• [Aim of the exercise] Swap "leafy" for "bushy" in everything from the line containing "Put one point on every instance of the small" down to the end of the lines, and give back only those lines with nothing else altered.

Stored dataset lines

════════

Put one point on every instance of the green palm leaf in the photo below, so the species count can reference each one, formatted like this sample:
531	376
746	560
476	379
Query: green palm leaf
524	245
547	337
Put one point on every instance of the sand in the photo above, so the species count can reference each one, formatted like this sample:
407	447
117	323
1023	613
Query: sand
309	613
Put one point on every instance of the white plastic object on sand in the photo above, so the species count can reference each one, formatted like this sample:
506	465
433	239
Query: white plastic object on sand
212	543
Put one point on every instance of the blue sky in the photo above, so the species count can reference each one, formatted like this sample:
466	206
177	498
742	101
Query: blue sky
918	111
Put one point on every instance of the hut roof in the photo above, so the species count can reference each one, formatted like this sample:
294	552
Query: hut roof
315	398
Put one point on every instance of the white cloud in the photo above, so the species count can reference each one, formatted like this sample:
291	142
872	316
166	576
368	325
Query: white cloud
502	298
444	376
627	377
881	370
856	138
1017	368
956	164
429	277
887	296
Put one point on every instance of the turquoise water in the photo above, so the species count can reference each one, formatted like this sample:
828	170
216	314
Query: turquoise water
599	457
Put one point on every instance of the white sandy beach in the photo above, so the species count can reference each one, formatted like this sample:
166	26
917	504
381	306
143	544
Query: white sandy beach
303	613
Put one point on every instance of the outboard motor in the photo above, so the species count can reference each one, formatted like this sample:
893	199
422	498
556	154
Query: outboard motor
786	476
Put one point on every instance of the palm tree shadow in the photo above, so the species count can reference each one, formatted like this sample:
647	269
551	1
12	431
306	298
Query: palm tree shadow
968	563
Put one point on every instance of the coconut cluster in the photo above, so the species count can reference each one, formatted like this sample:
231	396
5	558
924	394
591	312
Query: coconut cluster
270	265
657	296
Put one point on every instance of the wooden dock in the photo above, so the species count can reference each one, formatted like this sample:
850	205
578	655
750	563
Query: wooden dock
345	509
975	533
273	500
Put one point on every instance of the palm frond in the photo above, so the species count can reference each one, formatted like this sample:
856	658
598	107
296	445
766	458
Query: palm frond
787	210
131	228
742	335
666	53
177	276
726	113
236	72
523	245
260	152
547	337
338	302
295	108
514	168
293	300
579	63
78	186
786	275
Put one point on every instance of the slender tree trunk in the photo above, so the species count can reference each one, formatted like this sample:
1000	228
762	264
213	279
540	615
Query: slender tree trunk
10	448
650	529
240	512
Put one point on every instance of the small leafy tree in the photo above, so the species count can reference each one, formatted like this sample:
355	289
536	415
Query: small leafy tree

════════

• [Full answer]
Put one point on every instance of the small bushy tree in the photo above, so the species count can reference each one, formatted like this sample:
355	289
536	415
Query: small bushy tree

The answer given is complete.